◆ SET PROBLEM
Could every line of the data be printed exactly as it reads?
##### DATASET ROWS
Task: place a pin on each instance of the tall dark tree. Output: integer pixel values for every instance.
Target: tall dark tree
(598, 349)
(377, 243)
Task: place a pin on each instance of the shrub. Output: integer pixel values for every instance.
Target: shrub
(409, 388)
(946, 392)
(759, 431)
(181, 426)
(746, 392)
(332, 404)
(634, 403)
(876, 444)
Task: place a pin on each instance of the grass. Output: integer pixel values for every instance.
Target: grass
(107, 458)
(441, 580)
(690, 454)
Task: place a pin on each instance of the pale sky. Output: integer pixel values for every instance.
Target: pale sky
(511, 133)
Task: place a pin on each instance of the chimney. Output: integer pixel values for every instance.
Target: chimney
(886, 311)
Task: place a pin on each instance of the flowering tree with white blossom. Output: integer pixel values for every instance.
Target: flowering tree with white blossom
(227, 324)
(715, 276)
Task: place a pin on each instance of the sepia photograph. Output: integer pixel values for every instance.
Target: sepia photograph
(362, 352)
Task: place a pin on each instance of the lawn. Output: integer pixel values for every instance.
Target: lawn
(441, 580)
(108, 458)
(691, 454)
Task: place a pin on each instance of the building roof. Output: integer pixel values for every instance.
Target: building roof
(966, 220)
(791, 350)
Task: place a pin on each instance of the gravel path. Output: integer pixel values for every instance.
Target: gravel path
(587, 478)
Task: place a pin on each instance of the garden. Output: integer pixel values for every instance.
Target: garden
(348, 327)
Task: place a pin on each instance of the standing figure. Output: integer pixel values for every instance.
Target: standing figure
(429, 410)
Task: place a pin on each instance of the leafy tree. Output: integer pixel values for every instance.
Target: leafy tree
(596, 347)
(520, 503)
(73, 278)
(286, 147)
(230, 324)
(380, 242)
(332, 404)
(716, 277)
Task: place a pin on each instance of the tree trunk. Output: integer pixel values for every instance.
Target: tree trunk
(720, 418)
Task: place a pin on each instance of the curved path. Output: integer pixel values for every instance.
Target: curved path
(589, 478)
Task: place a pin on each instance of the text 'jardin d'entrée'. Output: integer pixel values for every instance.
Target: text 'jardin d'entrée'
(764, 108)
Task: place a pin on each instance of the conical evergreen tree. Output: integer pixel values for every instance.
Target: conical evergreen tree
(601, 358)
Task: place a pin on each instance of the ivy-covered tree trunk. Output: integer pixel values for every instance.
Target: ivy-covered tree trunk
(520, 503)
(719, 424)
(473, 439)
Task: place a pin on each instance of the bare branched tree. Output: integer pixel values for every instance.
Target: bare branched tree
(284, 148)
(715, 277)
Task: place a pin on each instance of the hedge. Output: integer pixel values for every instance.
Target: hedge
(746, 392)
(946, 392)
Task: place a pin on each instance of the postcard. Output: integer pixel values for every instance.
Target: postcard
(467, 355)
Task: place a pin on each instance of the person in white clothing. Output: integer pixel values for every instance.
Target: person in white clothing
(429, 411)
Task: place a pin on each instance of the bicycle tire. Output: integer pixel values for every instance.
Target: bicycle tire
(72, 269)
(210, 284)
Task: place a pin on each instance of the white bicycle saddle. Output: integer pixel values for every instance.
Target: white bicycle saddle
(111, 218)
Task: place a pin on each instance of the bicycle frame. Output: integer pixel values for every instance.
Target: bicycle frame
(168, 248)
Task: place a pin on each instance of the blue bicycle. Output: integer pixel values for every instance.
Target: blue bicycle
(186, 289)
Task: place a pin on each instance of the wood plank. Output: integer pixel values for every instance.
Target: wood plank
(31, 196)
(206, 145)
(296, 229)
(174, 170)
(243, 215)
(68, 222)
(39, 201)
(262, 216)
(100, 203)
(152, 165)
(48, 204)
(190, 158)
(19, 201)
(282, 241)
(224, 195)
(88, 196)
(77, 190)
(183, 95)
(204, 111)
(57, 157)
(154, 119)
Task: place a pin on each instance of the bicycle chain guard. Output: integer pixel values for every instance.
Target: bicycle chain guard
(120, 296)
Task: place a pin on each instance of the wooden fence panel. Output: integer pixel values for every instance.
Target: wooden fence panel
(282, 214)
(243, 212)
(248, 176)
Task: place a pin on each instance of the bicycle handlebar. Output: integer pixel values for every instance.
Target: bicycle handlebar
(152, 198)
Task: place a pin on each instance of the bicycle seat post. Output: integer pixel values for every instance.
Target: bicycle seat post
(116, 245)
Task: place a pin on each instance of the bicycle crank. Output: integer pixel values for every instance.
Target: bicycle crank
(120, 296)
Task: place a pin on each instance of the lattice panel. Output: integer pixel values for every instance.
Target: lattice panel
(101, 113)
##########
◆ TASK ANSWER
Task: place a pin on each instance of the tall dark tree. Output: integer pixel values for every instance.
Target: tall dark tree
(598, 349)
(377, 243)
Task: place a pin on each instance of the shrub. Output: integer pixel values for every instance.
Target: shrub
(409, 388)
(946, 392)
(759, 431)
(181, 426)
(746, 392)
(332, 404)
(634, 403)
(876, 444)
Task: place a pin on each instance of the grass. Output: integer pixel values for every instance.
Target: grass
(107, 458)
(441, 580)
(690, 454)
Task: place a pin on each instance of the pale sky. Output: integer pixel values for every instance.
Target: pale sky
(511, 133)
Task: place a pin on each instance of the chimney. Output: integer pixel values for every instance.
Target: chimney
(886, 311)
Task: place a pin on each instance of the flowering tree with white blossom. Output: integer pixel values for every instance.
Target: flowering tree with white blossom
(227, 324)
(715, 276)
Task: place a pin on each instance of the sepia photograph. Output: integer pixel values for every instance.
Target: sepia photograph
(362, 352)
Task: place a pin on each instance of the lawn. Output: integer pixel values for every instance.
Target: lawn
(441, 580)
(108, 458)
(691, 454)
Task: place a pin on each instance of the building roof. Output: integer pixel values for every instance.
Target: building roof
(966, 220)
(791, 350)
Task: place a pin on each instance of the gravel path. Output: integer pixel values for every instance.
Target: gravel path
(587, 478)
Task: place a pin on each instance of the garden. Output: integer pixel values for every instance.
Target: garden
(348, 327)
Task: place a pin on each instance of the standing figure. Output: integer pixel values for every instance.
Target: standing figure
(429, 410)
Task: place a pin on each instance of the leafy tree. Output: integer pixel values for every instance.
Target: leafy tree
(596, 347)
(520, 503)
(73, 278)
(286, 147)
(230, 324)
(380, 242)
(332, 404)
(716, 277)
Task: place a pin on each instance of the tree trunk. Output: integer pixel values for every instance.
Target: tree trunk
(720, 418)
Task: place a pin on each instance of the curved path. Output: integer pixel values for every instance.
Target: curved path
(589, 478)
Task: place a pin on each instance of the text 'jardin d'entrée'. Output: integer pixel values for every instance.
Target: text 'jardin d'entrée'
(764, 108)
Task: place a pin on each instance of the conical evergreen tree. Output: integer pixel values for every instance.
Target: conical evergreen tree
(601, 358)
Task: place a pin on each instance of the ivy-covered tree trunk. Output: integer pixel values for every instance.
Target: ivy-covered tree trunk
(520, 503)
(719, 424)
(473, 439)
Task: place a pin on each instance of the bare branched tree. Output: integer pixel values for every instance.
Target: bare branched tree
(284, 148)
(715, 277)
Task: place a pin on each instance of the hedge. Output: integer pixel values for every instance.
Target: hedge
(746, 392)
(946, 392)
Task: place a pin on each instance of the postcard. Output: integer pixel values for every instance.
Target: postcard
(467, 355)
Task: place a pin on each instance of the person in white clothing. Output: integer pixel values for every instance.
Target: person in white clothing
(429, 411)
Task: place a pin on each instance of the bicycle tire. Output: integer pixel values for every instance.
Target: bicycle tire
(72, 269)
(210, 284)
Task: place a pin on each instance of the white bicycle saddle. Output: integer pixel values for every instance.
Target: white bicycle saddle
(111, 218)
Task: place a pin on each instance of the bicycle frame. Output: integer pixel values for every instance.
Target: bicycle frame
(168, 248)
Task: place a pin on each instance of the blue bicycle. Output: integer pixel values for every instance.
Target: blue bicycle
(186, 289)
Task: place a pin on each instance of the wood plank. Output: integer pixel values for every instance.
Target: wood plank
(31, 196)
(206, 145)
(296, 229)
(174, 170)
(243, 215)
(68, 222)
(39, 201)
(262, 216)
(100, 203)
(152, 165)
(48, 204)
(190, 158)
(19, 201)
(282, 241)
(224, 195)
(88, 196)
(77, 190)
(183, 95)
(204, 111)
(57, 157)
(154, 119)
Task: place a pin on each instance of the bicycle chain guard. Output: integer pixel values for every instance.
Target: bicycle chain guard
(120, 296)
Task: place a pin on each instance of the wooden fence panel. Output: integer pixel values for every instance.
Target: wooden fence panel
(282, 214)
(243, 212)
(248, 176)
Task: place a pin on each instance of the bicycle handlebar. Output: integer pixel values for every instance.
Target: bicycle handlebar
(152, 198)
Task: place a pin on each instance of the bicycle seat post. Output: integer pixel values for every instance.
Target: bicycle seat post
(116, 245)
Task: place a pin on each instance of the bicycle crank. Output: integer pixel values for every instance.
Target: bicycle crank
(120, 296)
Task: place a pin on each instance of the lattice panel. Output: integer pixel values for every instance.
Target: lattice panel
(101, 113)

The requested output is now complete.